DESCRIPTION OF THE TASK: Return every line of the listing below that contains the word "construction".

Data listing
# # #

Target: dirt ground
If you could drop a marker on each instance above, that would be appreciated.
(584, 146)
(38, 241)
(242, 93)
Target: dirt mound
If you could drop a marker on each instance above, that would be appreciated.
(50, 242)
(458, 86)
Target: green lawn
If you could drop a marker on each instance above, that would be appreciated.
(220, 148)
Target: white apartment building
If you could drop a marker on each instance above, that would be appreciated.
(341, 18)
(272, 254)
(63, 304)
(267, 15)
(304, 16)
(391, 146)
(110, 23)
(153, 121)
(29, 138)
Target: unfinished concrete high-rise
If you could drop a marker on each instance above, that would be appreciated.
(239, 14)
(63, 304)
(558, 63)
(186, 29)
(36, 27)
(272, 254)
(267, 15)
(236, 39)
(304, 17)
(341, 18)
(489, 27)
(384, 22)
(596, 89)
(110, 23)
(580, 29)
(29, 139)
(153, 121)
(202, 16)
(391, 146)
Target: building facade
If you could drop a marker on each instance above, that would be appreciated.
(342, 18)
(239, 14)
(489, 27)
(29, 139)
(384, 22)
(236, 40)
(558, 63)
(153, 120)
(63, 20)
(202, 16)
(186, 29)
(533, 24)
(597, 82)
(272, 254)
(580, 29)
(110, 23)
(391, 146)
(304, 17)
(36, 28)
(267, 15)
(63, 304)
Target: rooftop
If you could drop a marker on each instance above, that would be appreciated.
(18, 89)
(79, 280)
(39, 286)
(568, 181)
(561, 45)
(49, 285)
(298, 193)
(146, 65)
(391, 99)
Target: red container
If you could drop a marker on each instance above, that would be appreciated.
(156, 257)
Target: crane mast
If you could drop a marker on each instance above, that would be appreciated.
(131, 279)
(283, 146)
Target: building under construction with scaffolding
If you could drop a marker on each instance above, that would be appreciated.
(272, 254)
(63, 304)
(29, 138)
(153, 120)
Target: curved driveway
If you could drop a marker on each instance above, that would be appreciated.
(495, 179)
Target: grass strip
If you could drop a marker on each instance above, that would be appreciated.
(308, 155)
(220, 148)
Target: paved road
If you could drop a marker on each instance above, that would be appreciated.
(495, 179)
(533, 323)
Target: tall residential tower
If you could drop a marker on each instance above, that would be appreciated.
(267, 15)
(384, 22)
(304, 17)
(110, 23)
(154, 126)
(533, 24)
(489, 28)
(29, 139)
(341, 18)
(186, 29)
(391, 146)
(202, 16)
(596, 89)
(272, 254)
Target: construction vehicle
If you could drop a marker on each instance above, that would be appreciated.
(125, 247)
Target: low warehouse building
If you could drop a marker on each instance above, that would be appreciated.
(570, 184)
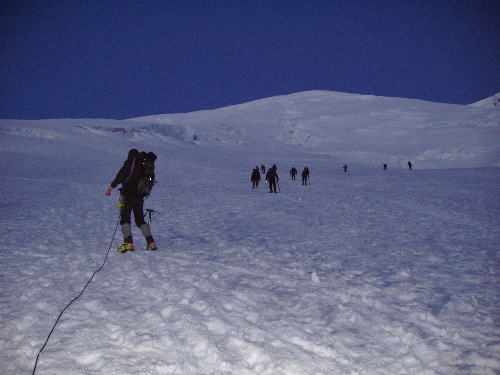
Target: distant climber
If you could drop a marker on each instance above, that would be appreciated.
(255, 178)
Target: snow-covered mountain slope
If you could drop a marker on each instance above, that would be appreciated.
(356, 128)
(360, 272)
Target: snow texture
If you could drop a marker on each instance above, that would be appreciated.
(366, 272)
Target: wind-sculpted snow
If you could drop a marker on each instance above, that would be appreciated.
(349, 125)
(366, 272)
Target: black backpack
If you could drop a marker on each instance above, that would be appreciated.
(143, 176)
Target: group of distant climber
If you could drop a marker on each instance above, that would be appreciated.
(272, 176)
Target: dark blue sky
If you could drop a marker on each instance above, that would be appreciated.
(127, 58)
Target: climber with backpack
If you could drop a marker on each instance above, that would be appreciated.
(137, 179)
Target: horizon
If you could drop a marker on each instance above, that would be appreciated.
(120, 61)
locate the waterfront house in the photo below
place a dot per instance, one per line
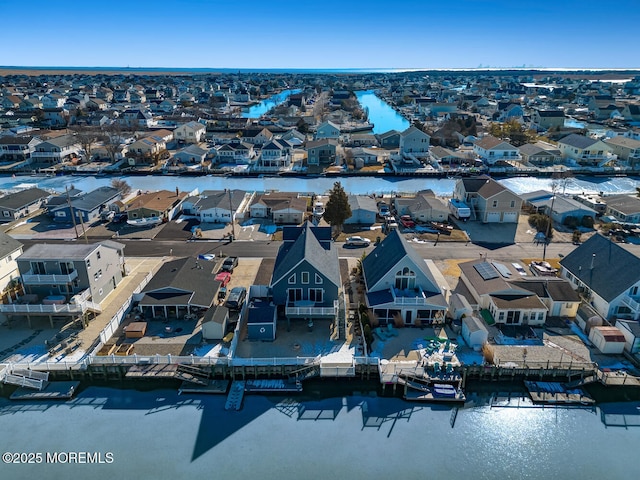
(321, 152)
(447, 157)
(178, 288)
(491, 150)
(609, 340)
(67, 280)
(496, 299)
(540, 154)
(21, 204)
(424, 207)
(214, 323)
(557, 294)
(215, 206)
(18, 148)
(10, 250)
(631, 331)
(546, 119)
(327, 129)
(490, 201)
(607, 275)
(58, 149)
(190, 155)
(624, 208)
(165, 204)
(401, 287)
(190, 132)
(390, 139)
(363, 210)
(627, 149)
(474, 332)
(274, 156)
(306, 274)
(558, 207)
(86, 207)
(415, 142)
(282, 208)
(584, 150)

# # #

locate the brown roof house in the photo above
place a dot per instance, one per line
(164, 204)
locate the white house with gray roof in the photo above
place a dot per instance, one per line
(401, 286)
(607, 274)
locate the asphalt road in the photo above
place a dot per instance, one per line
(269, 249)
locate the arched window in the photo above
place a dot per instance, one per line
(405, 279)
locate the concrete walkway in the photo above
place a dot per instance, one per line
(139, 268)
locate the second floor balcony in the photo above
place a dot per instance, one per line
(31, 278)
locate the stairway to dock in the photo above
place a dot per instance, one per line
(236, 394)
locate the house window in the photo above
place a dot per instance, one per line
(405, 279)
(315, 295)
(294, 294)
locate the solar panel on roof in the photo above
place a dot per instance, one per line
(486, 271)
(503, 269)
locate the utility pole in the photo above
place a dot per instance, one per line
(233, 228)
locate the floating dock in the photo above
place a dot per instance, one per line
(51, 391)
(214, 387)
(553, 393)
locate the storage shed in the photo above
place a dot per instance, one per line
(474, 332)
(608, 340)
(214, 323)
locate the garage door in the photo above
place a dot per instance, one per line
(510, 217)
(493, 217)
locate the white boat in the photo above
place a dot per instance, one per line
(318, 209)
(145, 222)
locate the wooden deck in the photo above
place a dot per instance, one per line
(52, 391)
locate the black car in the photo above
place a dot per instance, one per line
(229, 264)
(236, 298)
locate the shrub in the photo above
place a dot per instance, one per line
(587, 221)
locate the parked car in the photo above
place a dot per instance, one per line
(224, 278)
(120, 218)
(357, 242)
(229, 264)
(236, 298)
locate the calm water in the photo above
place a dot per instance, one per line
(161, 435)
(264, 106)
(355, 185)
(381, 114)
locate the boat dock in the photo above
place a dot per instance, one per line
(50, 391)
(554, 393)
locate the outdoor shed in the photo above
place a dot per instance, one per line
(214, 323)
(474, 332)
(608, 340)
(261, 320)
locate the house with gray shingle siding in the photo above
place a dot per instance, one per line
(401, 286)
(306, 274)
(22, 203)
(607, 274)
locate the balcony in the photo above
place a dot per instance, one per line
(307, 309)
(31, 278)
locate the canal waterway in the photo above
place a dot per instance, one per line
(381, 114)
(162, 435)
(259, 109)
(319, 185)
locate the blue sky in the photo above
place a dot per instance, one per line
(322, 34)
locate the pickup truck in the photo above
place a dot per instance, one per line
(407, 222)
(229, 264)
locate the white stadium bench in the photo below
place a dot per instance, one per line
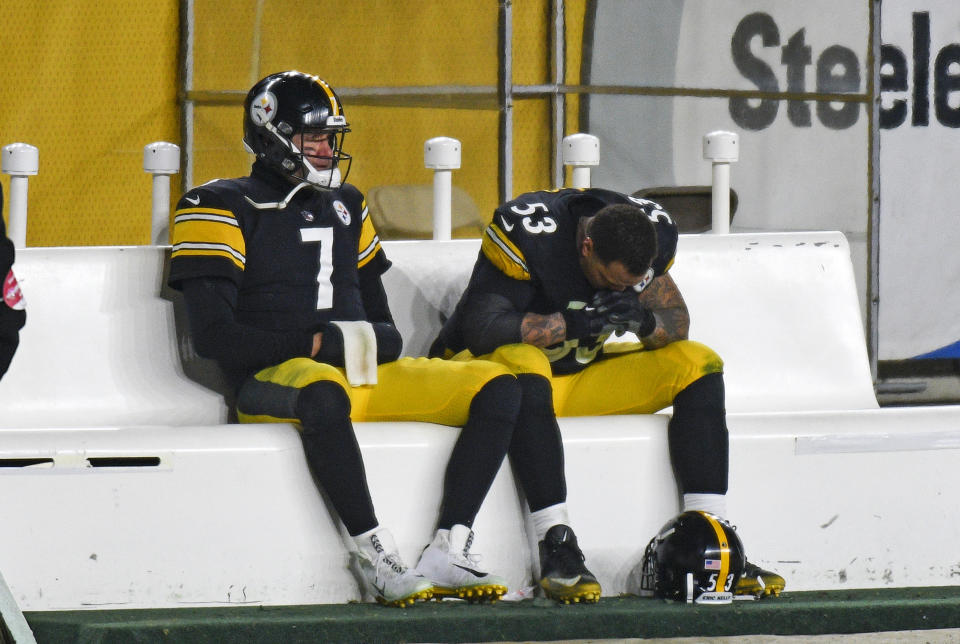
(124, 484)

# # #

WORKED SOLUTION:
Target: building under construction with scaffolding
Target: construction vehicle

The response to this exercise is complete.